TEXTO FORNECIDO
=-=-=

“Quem não toma posição em favor de uma ideia poderá ser levado por qualquer ideia ”
Na publicação do livro These Also Believe (“Eles também creem”), um estudo sobre seitas e crenças de grupos minoritários, seus autores, o dr. Charles Braden, professor jubilado da Universidade Northwester (1954), e John G. Schffer, conferencista (1955) e professor convidado da Faculdade Scripps (1954 a 1956), ambas nos Estados Unidos, fazem diversas observações interessantes com as quais concordo plenamente. Em referência à palavra “seita”, o dr. Braden diz o seguinte:
“Ao empregar o termo ‘seita’, não é minha intenção depreciar nenhum grupo a que ela se aplique. Seita, no meu entender, é qualquer grupo religioso que, em doutrina ou prática, difira, de forma significativa, dos grupos religiosos considerados a expressão normativa da religião em nossa cultura.” (Prefácio, XII).

=-=-=

ITENS DE DADOS
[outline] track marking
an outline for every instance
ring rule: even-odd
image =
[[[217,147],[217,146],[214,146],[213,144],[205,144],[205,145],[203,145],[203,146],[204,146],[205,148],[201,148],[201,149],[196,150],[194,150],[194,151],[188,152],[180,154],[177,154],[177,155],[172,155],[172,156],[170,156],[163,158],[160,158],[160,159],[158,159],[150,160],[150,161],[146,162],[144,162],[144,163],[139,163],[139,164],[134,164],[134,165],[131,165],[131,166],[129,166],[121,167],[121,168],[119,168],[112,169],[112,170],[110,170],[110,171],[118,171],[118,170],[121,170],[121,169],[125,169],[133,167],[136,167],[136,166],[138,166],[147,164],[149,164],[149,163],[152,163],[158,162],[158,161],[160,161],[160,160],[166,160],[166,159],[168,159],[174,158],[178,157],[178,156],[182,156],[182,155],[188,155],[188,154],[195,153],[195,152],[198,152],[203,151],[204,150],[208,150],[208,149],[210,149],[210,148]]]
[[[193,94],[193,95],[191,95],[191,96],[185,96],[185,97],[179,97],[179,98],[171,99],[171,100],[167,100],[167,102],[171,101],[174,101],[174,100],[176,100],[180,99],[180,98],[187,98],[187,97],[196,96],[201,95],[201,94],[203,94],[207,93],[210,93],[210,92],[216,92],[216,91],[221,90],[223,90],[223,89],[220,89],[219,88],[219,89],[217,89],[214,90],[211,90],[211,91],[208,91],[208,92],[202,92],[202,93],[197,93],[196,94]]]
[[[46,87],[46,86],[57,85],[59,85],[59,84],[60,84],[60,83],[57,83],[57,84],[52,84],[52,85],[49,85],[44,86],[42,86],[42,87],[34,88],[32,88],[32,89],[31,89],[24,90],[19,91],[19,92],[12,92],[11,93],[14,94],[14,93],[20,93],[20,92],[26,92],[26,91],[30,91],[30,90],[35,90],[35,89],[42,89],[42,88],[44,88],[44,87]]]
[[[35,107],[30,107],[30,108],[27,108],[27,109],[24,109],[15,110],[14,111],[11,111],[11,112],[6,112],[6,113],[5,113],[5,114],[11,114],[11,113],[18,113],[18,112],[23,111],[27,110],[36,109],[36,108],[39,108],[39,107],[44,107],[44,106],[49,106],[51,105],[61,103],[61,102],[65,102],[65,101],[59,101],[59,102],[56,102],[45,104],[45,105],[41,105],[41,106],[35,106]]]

=-=-=

TAREFA
Reproduza na íntegra, sem nenhuma alteração, o texto sobre o termo “seita”.

RESPOSTA CORRETA
“Quem não toma posição em favor de uma ideia poderá ser levado por qualquer ideia ”
Na publicação do livro These Also Believe (“Eles também creem”), um estudo sobre seitas e crenças de grupos minoritários, seus autores, o dr. Charles Braden, professor jubilado da Universidade Northwester (1954), e John G. Schffer, conferencista (1955) e professor convidado da Faculdade Scripps (1954 a 1956), ambas nos Estados Unidos, fazem diversas observações interessantes com as quais concordo plenamente. Em referência à palavra “seita”, o dr. Braden diz o seguinte:
“Ao empregar o termo ‘seita’, não é minha intenção depreciar nenhum grupo a que ela se aplique. Seita, no meu entender, é qualquer grupo religioso que, em doutrina ou prática, difira, de forma significativa, dos grupos religiosos considerados a expressão normativa da religião em nossa cultura.” (Prefácio, XII).